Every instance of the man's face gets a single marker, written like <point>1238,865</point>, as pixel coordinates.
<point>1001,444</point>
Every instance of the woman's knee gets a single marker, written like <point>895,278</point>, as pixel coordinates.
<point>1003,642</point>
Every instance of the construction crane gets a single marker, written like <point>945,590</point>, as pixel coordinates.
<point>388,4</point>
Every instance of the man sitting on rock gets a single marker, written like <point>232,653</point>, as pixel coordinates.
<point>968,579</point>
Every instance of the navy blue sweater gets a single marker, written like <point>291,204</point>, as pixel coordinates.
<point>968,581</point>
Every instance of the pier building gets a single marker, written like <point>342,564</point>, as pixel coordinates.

== == ==

→ WHAT YOU NEED TO DO
Keeping every word in place, restate the entries above.

→ WORKED SOLUTION
Every instance of the man's face gets a single marker, written like <point>1238,865</point>, as pixel coordinates.
<point>1001,444</point>
Every instance of the woman's knee gets a single marker, written like <point>895,278</point>, as pixel coordinates.
<point>1003,642</point>
Every instance of the construction crane gets a single marker, written like <point>945,590</point>, as pixel coordinates.
<point>388,4</point>
Every instance of the man sitting on rock gets a single marker, written like <point>232,653</point>, as pixel coordinates.
<point>968,579</point>
Every instance of the navy blue sweater gets a single marker, written like <point>291,204</point>, as pixel coordinates.
<point>968,581</point>
Every instance of the pier building gets a single marker, written like <point>342,564</point>, as pixel coordinates.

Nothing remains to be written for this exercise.